:: Data entries ::

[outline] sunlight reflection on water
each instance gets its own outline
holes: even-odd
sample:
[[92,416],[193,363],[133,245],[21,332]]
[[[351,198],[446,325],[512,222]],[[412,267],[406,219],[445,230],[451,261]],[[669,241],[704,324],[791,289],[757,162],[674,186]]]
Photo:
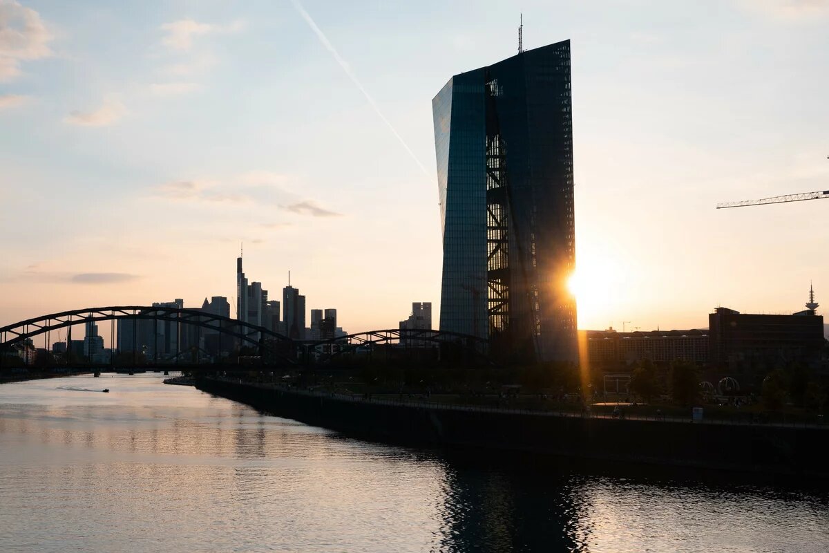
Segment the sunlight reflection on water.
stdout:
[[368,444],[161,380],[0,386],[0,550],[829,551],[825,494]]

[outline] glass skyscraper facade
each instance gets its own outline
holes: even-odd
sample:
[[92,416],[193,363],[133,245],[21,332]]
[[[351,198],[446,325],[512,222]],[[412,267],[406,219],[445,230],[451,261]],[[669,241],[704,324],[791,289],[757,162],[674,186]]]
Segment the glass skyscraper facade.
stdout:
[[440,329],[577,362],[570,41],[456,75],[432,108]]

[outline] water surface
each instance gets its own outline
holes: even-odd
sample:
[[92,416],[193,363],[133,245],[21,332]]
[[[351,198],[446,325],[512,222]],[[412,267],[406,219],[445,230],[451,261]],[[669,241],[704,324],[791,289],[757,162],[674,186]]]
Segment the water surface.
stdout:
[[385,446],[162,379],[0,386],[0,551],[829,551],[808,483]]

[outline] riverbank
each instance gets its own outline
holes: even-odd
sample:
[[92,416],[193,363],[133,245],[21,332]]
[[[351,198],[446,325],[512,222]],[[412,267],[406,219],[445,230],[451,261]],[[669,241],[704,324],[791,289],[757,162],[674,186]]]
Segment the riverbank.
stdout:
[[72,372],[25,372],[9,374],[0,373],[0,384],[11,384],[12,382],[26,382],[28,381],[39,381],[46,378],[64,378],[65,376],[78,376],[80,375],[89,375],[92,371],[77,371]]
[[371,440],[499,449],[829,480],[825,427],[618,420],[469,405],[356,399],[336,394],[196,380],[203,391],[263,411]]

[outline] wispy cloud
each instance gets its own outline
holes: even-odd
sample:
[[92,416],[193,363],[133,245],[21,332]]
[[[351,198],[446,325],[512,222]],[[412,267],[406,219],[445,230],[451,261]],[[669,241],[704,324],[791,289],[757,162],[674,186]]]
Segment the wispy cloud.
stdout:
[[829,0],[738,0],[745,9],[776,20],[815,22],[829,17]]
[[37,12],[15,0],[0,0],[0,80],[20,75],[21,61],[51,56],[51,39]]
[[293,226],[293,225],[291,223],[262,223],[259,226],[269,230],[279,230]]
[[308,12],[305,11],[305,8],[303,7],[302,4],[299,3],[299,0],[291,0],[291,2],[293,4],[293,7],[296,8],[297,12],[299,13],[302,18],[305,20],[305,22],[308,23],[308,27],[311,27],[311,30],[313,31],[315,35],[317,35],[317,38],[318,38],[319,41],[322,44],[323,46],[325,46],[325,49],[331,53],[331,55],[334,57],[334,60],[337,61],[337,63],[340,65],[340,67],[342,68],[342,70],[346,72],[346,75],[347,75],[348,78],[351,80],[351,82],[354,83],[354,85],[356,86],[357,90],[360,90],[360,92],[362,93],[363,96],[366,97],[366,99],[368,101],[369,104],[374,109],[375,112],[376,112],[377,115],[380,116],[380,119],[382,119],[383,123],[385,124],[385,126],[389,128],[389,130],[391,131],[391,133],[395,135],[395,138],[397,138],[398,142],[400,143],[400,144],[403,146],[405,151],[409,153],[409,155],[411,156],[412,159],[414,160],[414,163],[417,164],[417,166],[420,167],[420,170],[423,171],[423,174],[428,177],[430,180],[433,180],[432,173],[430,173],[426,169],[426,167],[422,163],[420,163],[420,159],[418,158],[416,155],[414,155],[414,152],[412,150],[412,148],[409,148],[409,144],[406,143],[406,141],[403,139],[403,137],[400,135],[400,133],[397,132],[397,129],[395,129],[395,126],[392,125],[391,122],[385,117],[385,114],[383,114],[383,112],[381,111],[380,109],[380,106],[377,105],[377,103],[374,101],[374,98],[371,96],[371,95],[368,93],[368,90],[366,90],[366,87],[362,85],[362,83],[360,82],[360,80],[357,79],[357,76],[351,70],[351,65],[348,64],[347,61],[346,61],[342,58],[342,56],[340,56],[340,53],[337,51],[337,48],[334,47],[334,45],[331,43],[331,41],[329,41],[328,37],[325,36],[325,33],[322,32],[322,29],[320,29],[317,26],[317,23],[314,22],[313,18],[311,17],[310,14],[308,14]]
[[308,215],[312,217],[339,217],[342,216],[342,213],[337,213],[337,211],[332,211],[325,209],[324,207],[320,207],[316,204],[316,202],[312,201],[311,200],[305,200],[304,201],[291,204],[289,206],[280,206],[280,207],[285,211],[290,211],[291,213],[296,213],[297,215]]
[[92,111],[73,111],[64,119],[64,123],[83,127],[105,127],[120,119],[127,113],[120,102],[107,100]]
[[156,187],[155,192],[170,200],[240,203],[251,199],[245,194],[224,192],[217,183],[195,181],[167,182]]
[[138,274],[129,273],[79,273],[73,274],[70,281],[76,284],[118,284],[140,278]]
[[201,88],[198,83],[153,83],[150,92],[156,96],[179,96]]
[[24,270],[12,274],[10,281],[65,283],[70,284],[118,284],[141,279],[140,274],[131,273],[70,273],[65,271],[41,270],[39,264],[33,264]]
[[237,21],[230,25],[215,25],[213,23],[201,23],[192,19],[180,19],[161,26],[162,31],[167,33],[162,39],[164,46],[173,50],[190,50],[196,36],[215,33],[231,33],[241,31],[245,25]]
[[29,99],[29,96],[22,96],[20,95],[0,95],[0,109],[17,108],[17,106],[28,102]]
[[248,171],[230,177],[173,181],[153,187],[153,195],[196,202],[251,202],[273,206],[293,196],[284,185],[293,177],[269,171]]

:::
:: Data entries ::

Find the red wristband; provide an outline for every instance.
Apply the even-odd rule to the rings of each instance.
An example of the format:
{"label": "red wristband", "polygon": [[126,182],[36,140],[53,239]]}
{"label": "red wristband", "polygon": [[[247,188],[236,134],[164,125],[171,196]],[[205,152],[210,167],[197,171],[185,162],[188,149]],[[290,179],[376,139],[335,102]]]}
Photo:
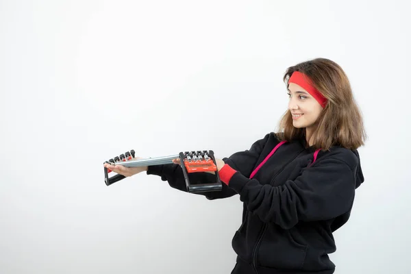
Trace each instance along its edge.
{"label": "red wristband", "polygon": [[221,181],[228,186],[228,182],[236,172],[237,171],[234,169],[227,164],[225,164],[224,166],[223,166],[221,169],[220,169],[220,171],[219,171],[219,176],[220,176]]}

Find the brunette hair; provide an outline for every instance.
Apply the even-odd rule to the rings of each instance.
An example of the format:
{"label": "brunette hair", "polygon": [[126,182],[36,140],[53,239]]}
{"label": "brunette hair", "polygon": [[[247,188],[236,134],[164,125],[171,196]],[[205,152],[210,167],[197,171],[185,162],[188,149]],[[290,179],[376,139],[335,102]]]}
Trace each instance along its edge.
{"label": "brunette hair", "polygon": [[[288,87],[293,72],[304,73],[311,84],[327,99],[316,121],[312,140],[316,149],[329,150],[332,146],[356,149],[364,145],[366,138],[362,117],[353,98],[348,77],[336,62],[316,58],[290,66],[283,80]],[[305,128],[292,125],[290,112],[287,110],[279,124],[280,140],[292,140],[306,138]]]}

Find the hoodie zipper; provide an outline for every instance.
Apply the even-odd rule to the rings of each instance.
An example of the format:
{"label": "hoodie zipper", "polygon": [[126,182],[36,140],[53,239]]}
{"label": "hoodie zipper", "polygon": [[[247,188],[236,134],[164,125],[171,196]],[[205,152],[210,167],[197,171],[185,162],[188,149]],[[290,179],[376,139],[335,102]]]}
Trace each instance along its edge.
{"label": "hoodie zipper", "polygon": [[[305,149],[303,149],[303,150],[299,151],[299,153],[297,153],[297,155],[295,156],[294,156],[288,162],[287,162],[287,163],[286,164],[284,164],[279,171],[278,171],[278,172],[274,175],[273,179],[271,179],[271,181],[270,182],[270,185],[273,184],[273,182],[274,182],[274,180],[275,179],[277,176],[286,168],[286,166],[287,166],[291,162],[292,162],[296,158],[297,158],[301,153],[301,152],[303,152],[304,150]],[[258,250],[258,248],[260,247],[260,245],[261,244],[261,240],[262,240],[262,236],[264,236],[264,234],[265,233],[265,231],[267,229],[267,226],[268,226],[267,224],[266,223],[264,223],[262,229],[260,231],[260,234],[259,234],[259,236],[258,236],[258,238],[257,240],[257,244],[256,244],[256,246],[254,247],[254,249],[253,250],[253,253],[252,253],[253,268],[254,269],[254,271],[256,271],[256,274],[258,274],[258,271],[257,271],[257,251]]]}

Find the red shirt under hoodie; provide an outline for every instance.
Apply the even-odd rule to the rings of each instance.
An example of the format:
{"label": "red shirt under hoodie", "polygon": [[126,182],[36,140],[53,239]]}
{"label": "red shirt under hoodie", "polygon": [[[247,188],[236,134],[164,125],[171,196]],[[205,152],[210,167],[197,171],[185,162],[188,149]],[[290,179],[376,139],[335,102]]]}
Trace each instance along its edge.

:::
:: Data entries ::

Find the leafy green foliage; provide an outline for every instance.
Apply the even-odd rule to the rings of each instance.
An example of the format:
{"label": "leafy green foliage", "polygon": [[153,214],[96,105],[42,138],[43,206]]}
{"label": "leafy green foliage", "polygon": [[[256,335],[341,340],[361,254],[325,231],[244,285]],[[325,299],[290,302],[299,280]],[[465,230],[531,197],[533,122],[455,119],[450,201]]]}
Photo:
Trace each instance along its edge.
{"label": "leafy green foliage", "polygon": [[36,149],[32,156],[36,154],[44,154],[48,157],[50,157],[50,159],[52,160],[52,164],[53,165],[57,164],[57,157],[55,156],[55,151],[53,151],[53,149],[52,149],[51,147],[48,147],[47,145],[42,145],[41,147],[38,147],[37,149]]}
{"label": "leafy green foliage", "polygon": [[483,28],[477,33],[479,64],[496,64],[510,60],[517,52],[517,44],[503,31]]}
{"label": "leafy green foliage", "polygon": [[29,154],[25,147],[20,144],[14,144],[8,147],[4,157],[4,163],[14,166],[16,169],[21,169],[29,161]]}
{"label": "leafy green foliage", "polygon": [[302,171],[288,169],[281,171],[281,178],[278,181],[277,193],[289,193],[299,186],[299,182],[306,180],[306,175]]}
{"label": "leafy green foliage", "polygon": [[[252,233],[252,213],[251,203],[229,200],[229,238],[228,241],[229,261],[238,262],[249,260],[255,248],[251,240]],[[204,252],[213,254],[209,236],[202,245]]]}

:::

Copy out every line above that contains the string "sunlight", matching case exactly.

**In response:**
[outline] sunlight reflection on water
Segment the sunlight reflection on water.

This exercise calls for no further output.